_Page extract_
● ● ● ●
STT-MTJ is viewed as a promising technology for next generation non-volatile memory, as its known potential features include fast switching, high switching cycle endurance, low power consumption, and extended unpowered archival storage.
In operation an STT-MTJ element is switchable between two mutually opposite, stable magnetization states—“parallel” (P) and “anti-parallel” (AP), by passing an electric “write” current through its layers. Provided the write current is above a given critical point (CPT) the STT-MTJ will switch into the P or AP induced by the direction of the write current. A conventional STT-MTJ memory cell stores one bit, with one of the P and AP states assigned to represent a first binary value, e.g., a “0”, and the other assigned to represent a second binary value, e.g., a “1.” The stored binary value can be read because STT-MTJ elements have a lower relative electrical resistance in the P state than the AP state.
● ● ● ●
(Entries taken from a collection)
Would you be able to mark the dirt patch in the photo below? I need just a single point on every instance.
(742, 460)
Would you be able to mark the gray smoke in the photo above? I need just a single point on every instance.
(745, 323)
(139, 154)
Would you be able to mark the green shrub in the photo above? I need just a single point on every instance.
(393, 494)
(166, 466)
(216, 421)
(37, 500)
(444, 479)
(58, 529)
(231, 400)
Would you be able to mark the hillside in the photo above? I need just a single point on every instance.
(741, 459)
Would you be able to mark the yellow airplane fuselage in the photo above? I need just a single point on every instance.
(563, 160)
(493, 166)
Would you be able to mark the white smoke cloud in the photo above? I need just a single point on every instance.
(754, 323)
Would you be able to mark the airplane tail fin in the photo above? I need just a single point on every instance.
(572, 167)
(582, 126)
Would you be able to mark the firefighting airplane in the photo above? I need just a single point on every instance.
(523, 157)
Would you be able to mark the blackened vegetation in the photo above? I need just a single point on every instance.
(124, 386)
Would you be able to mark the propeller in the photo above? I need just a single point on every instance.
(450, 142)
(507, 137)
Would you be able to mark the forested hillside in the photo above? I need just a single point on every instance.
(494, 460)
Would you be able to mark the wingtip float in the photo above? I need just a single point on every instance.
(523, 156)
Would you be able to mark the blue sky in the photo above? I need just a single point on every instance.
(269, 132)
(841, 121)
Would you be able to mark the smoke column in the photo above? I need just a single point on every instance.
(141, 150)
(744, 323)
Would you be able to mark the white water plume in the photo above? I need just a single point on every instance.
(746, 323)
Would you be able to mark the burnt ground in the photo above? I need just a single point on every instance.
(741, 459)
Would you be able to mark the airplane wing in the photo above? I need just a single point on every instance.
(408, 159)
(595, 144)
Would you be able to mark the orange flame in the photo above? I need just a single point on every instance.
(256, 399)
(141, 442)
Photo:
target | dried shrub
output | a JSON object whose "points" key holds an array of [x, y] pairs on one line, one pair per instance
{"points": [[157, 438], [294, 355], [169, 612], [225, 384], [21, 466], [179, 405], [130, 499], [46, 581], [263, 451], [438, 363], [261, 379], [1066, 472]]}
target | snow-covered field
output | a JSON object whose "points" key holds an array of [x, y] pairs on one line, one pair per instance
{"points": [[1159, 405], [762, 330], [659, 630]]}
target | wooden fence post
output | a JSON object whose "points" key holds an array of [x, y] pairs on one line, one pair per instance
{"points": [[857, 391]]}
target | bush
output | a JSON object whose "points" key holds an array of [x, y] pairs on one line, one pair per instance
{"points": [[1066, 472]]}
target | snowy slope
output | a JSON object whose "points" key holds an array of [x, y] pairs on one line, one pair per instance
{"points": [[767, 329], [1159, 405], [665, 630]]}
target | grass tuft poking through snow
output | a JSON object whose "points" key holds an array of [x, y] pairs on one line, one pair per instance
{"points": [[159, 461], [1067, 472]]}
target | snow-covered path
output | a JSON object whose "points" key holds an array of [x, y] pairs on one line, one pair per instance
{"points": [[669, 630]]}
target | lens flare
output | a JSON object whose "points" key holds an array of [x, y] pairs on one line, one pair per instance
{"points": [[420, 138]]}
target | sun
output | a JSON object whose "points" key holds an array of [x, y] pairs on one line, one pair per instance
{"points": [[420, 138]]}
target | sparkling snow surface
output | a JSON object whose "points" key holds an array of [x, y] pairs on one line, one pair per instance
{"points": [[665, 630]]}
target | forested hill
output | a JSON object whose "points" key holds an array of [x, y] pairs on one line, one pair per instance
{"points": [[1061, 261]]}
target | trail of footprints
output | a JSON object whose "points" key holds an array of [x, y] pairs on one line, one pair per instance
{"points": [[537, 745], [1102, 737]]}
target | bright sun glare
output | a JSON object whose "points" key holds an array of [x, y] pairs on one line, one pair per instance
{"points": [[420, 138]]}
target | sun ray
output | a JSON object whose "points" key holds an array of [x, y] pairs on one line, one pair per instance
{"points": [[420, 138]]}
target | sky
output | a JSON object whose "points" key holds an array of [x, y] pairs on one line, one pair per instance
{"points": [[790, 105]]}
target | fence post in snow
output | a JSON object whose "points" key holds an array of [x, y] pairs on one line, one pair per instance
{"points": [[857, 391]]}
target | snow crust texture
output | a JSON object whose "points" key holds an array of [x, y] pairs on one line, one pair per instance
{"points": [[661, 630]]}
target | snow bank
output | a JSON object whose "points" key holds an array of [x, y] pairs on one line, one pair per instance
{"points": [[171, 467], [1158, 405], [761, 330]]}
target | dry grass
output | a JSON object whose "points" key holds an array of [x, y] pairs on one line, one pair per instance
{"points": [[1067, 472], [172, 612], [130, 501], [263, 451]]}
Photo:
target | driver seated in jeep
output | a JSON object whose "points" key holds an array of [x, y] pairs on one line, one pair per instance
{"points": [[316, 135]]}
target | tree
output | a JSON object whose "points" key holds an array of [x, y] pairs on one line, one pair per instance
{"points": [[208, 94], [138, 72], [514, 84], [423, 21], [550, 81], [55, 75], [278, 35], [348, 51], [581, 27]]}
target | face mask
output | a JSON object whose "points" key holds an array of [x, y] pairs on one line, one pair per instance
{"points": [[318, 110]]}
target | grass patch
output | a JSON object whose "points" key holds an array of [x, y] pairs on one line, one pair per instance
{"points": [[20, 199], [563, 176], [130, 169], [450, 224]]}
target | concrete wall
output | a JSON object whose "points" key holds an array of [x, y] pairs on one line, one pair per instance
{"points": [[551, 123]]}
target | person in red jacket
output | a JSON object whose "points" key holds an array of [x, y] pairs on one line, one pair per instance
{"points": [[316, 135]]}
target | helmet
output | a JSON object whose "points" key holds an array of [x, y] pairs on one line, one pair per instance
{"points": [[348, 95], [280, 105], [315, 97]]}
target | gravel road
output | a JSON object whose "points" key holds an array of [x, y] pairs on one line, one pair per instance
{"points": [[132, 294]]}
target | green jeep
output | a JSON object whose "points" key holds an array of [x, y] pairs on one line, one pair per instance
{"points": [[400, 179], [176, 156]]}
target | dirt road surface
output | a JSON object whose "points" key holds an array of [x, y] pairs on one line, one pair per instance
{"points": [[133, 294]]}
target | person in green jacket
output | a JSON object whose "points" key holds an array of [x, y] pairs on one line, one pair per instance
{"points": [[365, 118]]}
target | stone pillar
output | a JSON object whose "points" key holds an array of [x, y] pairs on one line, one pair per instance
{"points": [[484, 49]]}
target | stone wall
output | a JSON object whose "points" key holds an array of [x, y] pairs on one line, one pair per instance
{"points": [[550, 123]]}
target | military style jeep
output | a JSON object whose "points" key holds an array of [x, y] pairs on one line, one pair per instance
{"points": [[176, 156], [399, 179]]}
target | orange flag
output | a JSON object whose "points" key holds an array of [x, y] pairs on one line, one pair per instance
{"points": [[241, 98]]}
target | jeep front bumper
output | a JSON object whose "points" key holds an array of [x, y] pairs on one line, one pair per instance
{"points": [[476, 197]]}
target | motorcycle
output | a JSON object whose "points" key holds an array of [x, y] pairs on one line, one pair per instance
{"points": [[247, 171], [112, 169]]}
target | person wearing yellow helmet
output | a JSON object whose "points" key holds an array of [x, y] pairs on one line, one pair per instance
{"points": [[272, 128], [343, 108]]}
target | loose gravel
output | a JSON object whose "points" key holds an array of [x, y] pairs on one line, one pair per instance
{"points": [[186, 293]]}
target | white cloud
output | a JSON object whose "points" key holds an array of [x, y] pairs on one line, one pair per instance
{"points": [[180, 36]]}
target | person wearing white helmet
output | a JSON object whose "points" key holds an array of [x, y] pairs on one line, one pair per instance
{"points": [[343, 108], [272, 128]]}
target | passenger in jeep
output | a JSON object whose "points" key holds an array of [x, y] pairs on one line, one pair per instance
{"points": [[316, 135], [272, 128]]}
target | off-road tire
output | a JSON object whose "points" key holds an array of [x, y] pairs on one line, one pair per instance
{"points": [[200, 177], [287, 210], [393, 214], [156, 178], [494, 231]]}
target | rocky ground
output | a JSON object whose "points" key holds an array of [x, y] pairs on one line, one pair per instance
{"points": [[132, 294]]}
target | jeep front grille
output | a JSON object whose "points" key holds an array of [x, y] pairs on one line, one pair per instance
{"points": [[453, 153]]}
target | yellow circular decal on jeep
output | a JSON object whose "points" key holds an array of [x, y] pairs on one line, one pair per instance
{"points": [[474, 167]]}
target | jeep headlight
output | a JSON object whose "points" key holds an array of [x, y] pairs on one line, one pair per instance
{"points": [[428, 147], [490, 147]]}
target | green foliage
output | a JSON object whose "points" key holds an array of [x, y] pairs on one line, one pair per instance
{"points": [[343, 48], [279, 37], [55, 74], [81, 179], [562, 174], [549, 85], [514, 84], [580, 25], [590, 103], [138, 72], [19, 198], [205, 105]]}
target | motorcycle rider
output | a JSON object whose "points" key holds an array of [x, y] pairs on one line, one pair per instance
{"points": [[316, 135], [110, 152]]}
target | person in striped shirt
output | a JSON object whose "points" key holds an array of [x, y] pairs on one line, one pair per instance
● ● ● ●
_What you need to do_
**1.** According to the STT-MTJ passage, why can the binary value stored in an STT-MTJ memory cell be read?
**2.** List every known potential feature of STT-MTJ that the STT-MTJ passage names as a reason it is viewed as a promising technology.
**3.** Reproduce the STT-MTJ passage from "STT-MTJ is viewed" to "unpowered archival storage.".

_Results by task_
**1.** The stored value can be read because STT-MTJ elements have a lower relative electrical resistance in the parallel (P) state than in the anti-parallel (AP) state. Each of these two states is assigned one of the two binary values.

**2.**
- Fast switching
- High switching cycle endurance
- Low power consumption
- Extended unpowered archival storage

**3.**
STT-MTJ is viewed as a promising technology for next generation non-volatile memory, as its known potential features include fast switching, high switching cycle endurance, low power consumption, and extended unpowered archival storage.